• EXERCISE AIM
Extract each line from the entries below that has the string "dirt" in it.

• AVAILABLE DATA
##############################
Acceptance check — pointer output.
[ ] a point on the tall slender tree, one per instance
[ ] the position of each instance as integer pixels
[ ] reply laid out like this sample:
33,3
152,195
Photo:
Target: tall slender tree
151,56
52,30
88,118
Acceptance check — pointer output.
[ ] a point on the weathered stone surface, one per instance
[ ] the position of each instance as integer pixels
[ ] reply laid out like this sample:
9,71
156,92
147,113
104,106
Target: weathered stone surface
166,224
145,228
##############################
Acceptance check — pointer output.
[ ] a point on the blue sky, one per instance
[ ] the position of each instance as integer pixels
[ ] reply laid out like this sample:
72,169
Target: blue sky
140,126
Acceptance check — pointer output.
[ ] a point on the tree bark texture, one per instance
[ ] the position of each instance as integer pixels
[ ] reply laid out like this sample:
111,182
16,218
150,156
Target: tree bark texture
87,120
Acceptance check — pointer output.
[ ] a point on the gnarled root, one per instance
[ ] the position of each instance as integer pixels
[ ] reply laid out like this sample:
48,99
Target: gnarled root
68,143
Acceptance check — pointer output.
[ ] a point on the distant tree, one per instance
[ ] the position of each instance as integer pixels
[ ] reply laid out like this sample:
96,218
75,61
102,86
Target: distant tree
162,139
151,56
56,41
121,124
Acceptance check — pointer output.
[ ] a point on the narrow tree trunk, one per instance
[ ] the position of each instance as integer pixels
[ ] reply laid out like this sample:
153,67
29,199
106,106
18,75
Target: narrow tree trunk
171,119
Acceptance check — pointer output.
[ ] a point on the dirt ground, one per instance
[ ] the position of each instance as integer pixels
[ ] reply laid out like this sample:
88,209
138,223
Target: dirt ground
##############################
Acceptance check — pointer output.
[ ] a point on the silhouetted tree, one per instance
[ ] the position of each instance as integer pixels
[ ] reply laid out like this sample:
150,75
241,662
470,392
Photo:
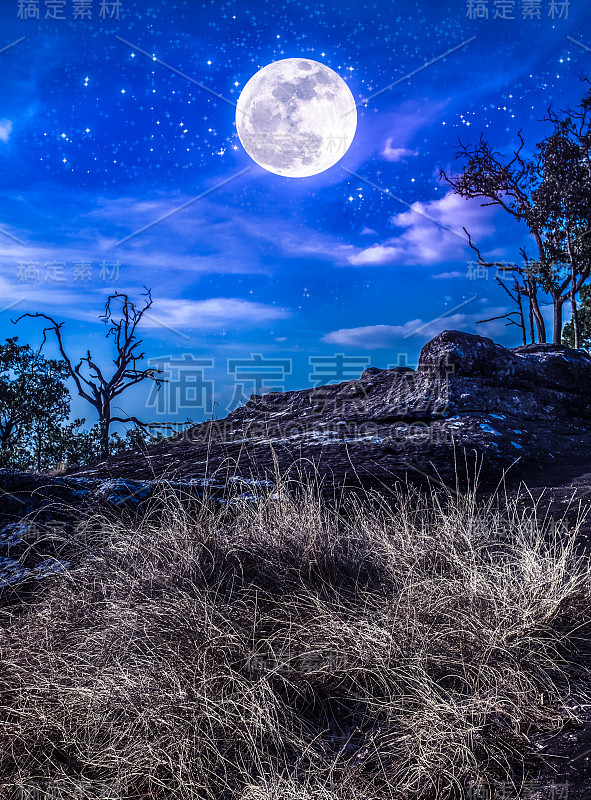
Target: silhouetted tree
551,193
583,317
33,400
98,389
##############################
• COMPLETED TASK
[ ] a point on the dirt ground, one per instance
Target: dirt ground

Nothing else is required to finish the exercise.